Por Javier Benegas, experto en branding y comunicación
Publicado en La Voz de Cádiz (15/02/2011)
“Tal es la condición de la miseria humana, que el dolor es su sentimiento mas vivo”. Esta frase, de Jean le Rond d'Alembert, uno de los principales exponentes del movimiento ilustrado, viene como anillo al dedo para definir algunos rasgos fundamentales de la psique de la sociedad española. Acertada o no, diríase que los españoles estuviéramos limitados a dos sentimientos: el dolor y la rabia. Pero en nuestro caso, ese dolor es silencioso; propio de las sociedades inermes. Y nuestra rabia deviene las más de las veces en impotencia. Lo relevante no es que estos sentimientos condicionen nuestra conducta inmediata, sino que nos convierten en un torpe ejemplar de “homo sentimentalis”, impedido para razonar y, en consecuencia, aprender de la propia experiencia.
Volviendo a la frase del principio, quizá fue precisamente a comienzos del siglo XIX que la sociedad española perdió su nexo de unión no ya con la historia europea sino con su propia evolución social. Pero ese momento de impulso que nos desvió nuevamente de nuestro camino y nos llevó, en los tiempos modernos, a una nueva sucesión de desastres nacionales, no fue el producto de la cerrazón atávica de los españoles ni de nuestras rancias instituciones o costumbres, ni siquiera fue el resultado de la abrumadora conjunción de fuerzas que desde todos los lados desgarraron el país. La responsable, paradójicamente, fue la “ilustración”, que devino, primero, en forzosa y, después, en violenta.

|---|

*Tareas pendientes*.
(a) Duplica el pasaje del fragmento sobre la sociedad española que se abre con las palabras "Por Javier Benegas, experto" y se cierra con "la propia experiencia.".
(b) Redacta la parte siguiente del fragmento sobre la sociedad española, a continuación de su última oración.

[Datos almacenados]

|---|

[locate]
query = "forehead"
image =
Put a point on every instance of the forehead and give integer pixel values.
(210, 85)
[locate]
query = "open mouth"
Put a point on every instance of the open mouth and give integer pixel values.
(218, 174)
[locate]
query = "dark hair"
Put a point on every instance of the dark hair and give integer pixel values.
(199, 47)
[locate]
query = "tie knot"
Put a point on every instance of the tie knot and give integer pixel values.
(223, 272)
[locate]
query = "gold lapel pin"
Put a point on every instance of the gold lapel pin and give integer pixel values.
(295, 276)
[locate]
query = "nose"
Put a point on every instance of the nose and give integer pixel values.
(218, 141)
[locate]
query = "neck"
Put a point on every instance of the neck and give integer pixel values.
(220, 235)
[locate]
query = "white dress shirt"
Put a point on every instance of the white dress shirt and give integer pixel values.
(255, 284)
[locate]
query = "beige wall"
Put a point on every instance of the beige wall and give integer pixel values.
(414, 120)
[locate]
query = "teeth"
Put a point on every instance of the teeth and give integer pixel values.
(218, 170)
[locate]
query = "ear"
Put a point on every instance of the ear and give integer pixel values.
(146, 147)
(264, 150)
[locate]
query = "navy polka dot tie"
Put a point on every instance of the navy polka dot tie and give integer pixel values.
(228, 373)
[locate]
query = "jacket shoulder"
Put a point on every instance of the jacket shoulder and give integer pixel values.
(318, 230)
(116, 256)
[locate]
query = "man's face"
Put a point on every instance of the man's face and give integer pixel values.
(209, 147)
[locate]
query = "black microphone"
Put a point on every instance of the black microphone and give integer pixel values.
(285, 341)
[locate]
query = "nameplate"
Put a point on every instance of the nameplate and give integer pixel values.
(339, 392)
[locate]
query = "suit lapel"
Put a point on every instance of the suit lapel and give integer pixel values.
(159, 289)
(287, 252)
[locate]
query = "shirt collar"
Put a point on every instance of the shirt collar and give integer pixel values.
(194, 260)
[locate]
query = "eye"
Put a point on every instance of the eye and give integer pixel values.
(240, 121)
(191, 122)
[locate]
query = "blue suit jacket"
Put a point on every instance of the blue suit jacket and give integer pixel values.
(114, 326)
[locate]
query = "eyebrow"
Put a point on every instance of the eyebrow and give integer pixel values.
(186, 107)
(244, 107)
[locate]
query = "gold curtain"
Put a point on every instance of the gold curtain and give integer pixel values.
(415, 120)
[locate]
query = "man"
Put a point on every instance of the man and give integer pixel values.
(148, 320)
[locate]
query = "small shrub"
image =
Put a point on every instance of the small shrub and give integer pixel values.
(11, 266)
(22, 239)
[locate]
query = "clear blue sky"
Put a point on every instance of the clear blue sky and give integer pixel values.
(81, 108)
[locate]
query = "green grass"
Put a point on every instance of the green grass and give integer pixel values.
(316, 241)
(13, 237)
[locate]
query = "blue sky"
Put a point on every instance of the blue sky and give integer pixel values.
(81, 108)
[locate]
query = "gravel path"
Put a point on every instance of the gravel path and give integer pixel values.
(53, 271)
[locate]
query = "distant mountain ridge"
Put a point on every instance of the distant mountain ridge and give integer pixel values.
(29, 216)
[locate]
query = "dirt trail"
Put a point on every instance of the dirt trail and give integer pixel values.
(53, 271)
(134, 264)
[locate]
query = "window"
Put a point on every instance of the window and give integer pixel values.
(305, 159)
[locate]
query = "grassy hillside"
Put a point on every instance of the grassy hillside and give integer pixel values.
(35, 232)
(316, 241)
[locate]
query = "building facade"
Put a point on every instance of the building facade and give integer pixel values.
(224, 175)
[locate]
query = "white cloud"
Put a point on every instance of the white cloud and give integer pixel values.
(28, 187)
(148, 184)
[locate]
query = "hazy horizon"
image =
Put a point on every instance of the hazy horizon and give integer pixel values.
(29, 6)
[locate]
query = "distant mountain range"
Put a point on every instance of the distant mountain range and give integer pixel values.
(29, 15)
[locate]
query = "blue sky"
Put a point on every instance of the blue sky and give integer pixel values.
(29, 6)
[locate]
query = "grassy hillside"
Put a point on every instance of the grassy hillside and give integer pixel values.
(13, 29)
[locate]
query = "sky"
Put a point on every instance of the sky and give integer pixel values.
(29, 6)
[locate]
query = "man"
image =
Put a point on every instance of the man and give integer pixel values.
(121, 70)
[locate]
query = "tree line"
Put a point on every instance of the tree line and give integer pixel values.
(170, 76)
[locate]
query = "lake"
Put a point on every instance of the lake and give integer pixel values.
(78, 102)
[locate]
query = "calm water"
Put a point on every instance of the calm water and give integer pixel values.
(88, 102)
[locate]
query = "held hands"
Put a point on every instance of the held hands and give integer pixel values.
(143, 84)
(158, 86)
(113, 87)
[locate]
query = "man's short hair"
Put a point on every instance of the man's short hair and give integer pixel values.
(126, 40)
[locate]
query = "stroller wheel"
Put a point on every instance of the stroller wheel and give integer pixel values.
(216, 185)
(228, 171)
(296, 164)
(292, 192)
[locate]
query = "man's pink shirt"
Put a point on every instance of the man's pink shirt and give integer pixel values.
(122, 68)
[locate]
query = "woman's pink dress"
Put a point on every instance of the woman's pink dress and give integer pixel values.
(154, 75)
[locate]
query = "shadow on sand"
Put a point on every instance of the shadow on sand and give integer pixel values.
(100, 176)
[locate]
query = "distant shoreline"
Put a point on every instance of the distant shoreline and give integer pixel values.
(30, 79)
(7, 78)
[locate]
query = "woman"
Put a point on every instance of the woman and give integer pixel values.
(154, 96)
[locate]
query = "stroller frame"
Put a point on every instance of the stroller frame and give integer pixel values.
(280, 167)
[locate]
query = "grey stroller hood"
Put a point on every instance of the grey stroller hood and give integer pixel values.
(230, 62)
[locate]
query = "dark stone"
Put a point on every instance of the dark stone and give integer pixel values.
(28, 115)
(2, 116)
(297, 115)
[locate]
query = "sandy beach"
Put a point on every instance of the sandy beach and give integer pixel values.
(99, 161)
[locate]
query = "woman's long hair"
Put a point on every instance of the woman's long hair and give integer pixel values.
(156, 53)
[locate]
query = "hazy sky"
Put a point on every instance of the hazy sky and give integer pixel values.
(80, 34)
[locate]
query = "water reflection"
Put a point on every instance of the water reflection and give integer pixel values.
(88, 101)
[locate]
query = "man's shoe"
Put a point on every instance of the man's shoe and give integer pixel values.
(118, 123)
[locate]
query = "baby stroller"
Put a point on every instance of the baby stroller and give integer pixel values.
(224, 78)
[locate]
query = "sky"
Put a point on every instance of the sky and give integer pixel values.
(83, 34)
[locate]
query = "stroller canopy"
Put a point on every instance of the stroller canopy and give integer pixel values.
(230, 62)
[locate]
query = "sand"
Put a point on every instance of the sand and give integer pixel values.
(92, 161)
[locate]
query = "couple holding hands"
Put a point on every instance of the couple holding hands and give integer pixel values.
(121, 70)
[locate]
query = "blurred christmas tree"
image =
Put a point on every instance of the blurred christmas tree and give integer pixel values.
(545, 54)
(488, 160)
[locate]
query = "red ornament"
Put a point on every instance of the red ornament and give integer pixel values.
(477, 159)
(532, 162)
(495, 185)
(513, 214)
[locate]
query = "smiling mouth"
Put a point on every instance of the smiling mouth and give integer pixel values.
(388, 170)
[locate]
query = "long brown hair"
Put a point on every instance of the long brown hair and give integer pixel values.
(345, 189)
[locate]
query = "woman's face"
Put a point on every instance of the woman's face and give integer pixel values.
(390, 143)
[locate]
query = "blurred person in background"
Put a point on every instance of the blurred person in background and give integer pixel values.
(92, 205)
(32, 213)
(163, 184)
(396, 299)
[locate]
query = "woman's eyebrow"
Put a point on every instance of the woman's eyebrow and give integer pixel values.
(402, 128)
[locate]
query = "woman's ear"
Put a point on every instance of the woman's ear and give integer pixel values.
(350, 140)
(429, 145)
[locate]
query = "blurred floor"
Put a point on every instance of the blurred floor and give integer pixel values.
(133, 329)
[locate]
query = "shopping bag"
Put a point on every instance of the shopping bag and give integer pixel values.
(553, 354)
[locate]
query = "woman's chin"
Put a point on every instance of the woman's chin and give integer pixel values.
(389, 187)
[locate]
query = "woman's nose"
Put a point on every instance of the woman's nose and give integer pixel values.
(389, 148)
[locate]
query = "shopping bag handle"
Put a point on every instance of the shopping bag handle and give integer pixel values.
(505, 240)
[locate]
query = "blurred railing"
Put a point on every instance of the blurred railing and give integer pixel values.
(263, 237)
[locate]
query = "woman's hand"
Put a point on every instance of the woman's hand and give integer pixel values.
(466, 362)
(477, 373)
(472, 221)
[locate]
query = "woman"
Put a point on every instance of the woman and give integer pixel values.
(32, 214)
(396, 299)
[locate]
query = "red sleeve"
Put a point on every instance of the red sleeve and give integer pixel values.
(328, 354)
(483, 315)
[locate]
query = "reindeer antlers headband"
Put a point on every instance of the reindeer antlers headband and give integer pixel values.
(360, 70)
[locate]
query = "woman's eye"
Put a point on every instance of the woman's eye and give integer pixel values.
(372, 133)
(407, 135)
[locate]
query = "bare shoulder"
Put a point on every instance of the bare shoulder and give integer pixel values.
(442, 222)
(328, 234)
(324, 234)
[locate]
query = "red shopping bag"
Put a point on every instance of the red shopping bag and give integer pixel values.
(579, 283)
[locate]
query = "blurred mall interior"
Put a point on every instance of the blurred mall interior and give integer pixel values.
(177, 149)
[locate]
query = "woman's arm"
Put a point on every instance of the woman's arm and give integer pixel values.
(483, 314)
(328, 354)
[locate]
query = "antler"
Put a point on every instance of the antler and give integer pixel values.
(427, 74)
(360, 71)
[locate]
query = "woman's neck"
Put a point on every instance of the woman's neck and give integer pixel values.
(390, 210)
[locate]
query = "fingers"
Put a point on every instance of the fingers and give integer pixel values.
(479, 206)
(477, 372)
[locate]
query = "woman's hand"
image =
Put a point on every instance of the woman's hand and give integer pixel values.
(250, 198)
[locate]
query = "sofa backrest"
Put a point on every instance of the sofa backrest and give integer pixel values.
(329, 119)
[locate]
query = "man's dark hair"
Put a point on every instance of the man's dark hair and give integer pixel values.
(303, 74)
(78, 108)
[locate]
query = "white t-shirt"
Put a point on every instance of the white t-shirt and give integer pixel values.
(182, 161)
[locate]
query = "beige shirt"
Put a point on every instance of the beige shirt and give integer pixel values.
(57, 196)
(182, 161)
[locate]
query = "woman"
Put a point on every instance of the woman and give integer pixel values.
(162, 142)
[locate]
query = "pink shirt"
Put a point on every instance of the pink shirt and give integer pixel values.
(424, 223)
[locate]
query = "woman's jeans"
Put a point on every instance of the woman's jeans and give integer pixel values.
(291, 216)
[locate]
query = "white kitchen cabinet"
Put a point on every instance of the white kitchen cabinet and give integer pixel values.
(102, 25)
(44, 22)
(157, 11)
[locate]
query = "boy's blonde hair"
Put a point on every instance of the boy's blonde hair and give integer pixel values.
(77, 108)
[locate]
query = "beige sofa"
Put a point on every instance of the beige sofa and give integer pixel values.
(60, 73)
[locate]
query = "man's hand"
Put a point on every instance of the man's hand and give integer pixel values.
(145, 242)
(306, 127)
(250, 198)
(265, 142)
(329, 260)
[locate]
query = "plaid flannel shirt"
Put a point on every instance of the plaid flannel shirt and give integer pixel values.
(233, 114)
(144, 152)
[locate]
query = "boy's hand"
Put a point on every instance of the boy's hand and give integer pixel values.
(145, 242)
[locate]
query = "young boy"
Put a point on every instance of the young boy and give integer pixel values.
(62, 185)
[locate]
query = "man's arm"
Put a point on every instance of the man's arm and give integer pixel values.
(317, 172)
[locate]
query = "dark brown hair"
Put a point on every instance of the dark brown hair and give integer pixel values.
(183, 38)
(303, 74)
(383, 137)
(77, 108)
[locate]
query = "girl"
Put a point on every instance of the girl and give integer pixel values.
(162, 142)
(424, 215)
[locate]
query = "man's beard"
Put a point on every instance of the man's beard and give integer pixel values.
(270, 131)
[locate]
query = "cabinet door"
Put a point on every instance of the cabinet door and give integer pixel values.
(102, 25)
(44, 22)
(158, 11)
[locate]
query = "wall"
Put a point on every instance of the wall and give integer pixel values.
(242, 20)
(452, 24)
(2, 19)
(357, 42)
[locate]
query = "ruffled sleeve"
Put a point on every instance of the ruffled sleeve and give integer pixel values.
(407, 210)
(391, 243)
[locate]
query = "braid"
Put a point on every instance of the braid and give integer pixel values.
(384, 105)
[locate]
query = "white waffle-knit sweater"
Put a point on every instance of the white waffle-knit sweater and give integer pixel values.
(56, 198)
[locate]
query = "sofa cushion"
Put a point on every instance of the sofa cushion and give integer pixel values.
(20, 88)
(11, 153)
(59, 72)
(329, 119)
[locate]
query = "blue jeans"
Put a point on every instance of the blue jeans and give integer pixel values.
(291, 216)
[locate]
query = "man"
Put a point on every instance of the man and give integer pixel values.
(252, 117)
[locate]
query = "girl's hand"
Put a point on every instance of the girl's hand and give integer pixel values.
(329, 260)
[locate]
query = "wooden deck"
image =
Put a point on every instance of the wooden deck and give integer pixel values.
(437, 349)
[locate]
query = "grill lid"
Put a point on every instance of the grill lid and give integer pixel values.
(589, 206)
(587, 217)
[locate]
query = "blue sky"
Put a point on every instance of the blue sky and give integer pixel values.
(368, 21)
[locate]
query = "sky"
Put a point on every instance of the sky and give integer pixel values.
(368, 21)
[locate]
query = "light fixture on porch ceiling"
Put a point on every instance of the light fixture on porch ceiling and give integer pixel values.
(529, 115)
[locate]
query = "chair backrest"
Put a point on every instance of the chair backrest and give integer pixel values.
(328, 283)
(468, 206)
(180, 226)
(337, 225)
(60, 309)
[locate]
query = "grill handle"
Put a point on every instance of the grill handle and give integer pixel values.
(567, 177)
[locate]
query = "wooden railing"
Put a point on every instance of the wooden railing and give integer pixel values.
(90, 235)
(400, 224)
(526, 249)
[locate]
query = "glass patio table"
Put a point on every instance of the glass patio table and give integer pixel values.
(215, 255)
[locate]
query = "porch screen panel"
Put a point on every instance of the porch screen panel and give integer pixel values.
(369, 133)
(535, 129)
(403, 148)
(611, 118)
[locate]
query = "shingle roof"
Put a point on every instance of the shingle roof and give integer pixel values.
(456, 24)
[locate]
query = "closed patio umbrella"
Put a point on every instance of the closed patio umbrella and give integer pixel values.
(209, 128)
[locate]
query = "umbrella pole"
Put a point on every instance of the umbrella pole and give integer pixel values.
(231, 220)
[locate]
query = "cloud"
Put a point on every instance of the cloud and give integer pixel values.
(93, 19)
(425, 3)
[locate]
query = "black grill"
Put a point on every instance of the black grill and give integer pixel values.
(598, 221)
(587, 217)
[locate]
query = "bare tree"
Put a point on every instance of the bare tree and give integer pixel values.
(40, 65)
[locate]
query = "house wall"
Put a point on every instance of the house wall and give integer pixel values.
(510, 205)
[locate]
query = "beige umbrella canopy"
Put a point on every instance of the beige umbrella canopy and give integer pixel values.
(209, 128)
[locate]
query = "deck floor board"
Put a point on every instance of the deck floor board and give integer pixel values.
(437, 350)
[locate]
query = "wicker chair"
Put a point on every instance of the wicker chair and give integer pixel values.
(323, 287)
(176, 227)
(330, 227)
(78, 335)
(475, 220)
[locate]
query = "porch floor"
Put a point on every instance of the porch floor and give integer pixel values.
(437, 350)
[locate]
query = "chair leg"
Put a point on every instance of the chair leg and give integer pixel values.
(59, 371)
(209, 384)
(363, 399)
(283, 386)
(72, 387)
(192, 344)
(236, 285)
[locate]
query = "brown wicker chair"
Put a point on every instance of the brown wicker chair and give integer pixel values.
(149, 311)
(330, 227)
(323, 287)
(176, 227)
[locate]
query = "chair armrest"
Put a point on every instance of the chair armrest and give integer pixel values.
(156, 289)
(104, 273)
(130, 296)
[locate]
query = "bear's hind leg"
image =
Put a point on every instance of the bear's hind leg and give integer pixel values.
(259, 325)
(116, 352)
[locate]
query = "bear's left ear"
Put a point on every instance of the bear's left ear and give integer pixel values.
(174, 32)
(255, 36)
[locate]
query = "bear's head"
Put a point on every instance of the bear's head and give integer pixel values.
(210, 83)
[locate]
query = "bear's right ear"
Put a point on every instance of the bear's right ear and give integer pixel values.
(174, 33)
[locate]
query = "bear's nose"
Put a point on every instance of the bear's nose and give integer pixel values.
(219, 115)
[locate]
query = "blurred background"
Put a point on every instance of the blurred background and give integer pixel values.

|---|

*Resultados*.
(a)
Por Javier Benegas, experto en branding y comunicación
Publicado en La Voz de Cádiz (15/02/2011)
“Tal es la condición de la miseria humana, que el dolor es su sentimiento mas vivo”. Esta frase, de Jean le Rond d'Alembert, uno de los principales exponentes del movimiento ilustrado, viene como anillo al dedo para definir algunos rasgos fundamentales de la psique de la sociedad española. Acertada o no, diríase que los españoles estuviéramos limitados a dos sentimientos: el dolor y la rabia. Pero en nuestro caso, ese dolor es silencioso; propio de las sociedades inermes. Y nuestra rabia deviene las más de las veces en impotencia. Lo relevante no es que estos sentimientos condicionen nuestra conducta inmediata, sino que nos convierten en un torpe ejemplar de “homo sentimentalis”, impedido para razonar y, en consecuencia, aprender de la propia experiencia.

(b)
La Francia revolucionaria propagó por media Europa una visión moderna y liberadora, con la que se pretendía dar el definitivo portazo al Antiguo Régimen y librar a las gentes del sometimiento a las religiones y demás servidumbres. Los franceses de la revolución creían que era tan bueno y positivo todo lo que defendían y exportaban al resto de países que olvidaron respetar la libertad de aquellas sociedades a las que pretendían ilustrar para que fueran precisamente eso: libres.
En nuestro caso, su intervención degeneró en un desastre tan mayúsculo que, lejos de suponer avance alguno, España se convirtió en una tierra de desesperanza, arrasada y teñida de sangre, donde la traición, la venganza, el rencor, la envidia y el gusto adquirido por el uso de la violencia, no nos han abandonado desde entonces. El paréntesis de la Transición Democrática, amén de un enrevesado fraude, fue un espejismo. En conclusión, llevamos dos siglos instalados en el “homo sentimentalis”, inermes e impotentes frente al poder político.
Aún hoy día, nos cuesta entender que las sociedades realizan los grandes cambios con pequeños pasos por la vía de la lenta evolución de sus individuos, como si cada uno de ellos fuera un gen. Este proceso, inapreciable en tiempo real, se basa en la sabia y paciente aplicación del método de prueba y error que toda sociedad sana realiza por sí misma de forma espontánea. De esta manera, los ciudadanos, cuando son realmente libres, incorporan al acervo colectivo los principios que funcionan, mientras desechan aquellos otros que o bien no funcionan o no aportan beneficio alguno. Y lo que la Historia nos enseña -es decir, la experiencia- es que interferir en este proceso mediante la política, no resuelve los presuntos conflictos que puedan existir en la sociedad sino que los exacerba y crea nuevos problemas donde antes no los había. Por ello, lo lógico sería aprender del error y comprender que el poder político no debe ser el cuerpo expedicionario de la sociedad, y que su cometido no es planificar nuestra evolución ya que ello nos lleva a confundir política con ingeniería social. Y ésta última, en cualquiera de sus formas, es el peor enemigo de las sociedades libres.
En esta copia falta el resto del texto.